**Information shown:**
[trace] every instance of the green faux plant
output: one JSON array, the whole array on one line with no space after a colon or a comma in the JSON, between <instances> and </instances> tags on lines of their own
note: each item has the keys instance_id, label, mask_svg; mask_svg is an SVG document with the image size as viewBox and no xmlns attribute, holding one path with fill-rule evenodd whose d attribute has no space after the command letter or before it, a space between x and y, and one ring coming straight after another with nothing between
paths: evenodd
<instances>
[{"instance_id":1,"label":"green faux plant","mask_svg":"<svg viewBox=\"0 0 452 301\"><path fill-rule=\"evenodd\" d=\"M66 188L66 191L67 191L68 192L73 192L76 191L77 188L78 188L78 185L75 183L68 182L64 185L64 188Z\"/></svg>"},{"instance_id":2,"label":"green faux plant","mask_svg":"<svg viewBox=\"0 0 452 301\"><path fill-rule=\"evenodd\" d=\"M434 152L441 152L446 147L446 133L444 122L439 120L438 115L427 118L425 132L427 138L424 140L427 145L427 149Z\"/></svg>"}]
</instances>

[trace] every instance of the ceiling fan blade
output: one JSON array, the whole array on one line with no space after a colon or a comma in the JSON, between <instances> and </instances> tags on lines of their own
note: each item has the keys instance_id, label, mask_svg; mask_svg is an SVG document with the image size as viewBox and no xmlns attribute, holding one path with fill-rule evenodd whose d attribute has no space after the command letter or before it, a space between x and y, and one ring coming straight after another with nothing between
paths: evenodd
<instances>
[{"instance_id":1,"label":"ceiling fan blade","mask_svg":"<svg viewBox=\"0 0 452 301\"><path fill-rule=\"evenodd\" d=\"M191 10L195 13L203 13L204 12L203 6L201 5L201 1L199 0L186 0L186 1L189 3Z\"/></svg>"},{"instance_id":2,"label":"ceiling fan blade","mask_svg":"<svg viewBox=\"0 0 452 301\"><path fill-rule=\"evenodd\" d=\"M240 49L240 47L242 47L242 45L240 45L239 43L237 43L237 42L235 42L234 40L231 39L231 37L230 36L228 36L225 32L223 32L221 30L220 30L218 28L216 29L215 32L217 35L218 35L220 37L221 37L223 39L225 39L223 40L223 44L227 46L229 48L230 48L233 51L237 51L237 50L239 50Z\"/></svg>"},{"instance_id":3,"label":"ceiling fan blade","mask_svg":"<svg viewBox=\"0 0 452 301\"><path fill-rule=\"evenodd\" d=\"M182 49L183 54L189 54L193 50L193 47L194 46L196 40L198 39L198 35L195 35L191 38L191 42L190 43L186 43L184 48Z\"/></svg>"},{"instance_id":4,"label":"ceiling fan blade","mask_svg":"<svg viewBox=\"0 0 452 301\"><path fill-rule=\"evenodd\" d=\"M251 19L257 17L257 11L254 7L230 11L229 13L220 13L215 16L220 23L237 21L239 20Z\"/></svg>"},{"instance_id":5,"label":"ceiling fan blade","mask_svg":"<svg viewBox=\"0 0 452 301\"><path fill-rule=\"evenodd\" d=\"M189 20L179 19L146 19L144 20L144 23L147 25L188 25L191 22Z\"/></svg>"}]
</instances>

**What the task asks:**
Extract every line above exactly as it stands.

**Solution to this task:**
[trace] every instance of the green faux plant
output: one JSON array, the whole array on one line with no space after a colon or a comma in the JSON, between <instances> and </instances> tags on lines of their own
note: each item has the keys instance_id, label, mask_svg; mask_svg is an SVG document with the image size as viewBox and no xmlns attribute, holding one path with fill-rule evenodd whose d attribute has no space after the command letter or before it, a space between x and y, and one ring coming straight after another with nothing between
paths: evenodd
<instances>
[{"instance_id":1,"label":"green faux plant","mask_svg":"<svg viewBox=\"0 0 452 301\"><path fill-rule=\"evenodd\" d=\"M66 188L66 191L67 191L68 192L73 192L76 191L77 188L78 188L78 185L75 183L68 182L64 185L64 188Z\"/></svg>"},{"instance_id":2,"label":"green faux plant","mask_svg":"<svg viewBox=\"0 0 452 301\"><path fill-rule=\"evenodd\" d=\"M434 152L441 152L446 147L446 133L444 122L439 120L438 115L427 118L425 132L427 138L424 140L427 145L427 149Z\"/></svg>"}]
</instances>

[trace] every instance of the ceiling fan blade
output: one JSON array, the whole array on one line with no space after a colon or a comma in the JSON, between <instances> and </instances> tags on lines of their own
note: each item has the keys instance_id, label, mask_svg; mask_svg is an SVG document with the image size as viewBox and no xmlns attribute, holding one path with fill-rule evenodd whose d attribute has no space after the command letter or before it, a space between x and y, and one ring coming straight after another with nothing between
paths: evenodd
<instances>
[{"instance_id":1,"label":"ceiling fan blade","mask_svg":"<svg viewBox=\"0 0 452 301\"><path fill-rule=\"evenodd\" d=\"M191 10L195 13L203 13L204 12L203 6L201 5L201 1L199 0L186 0L186 1L189 3Z\"/></svg>"},{"instance_id":2,"label":"ceiling fan blade","mask_svg":"<svg viewBox=\"0 0 452 301\"><path fill-rule=\"evenodd\" d=\"M240 49L240 47L242 47L242 45L240 45L239 43L237 43L237 42L235 42L234 40L231 39L231 37L230 36L228 36L225 32L223 32L221 30L220 30L218 28L216 29L215 32L217 35L218 35L220 37L221 37L223 39L225 39L223 40L223 44L227 46L229 48L230 48L233 51L237 51L237 50L239 50Z\"/></svg>"},{"instance_id":3,"label":"ceiling fan blade","mask_svg":"<svg viewBox=\"0 0 452 301\"><path fill-rule=\"evenodd\" d=\"M182 49L183 54L189 54L193 50L193 47L194 46L196 40L198 39L198 35L195 35L191 38L191 42L190 43L186 43L184 48Z\"/></svg>"},{"instance_id":4,"label":"ceiling fan blade","mask_svg":"<svg viewBox=\"0 0 452 301\"><path fill-rule=\"evenodd\" d=\"M251 19L257 17L257 11L254 7L230 11L229 13L220 13L215 16L220 23L237 21L239 20Z\"/></svg>"},{"instance_id":5,"label":"ceiling fan blade","mask_svg":"<svg viewBox=\"0 0 452 301\"><path fill-rule=\"evenodd\" d=\"M189 20L179 19L146 19L144 20L144 23L147 25L188 25L191 22Z\"/></svg>"}]
</instances>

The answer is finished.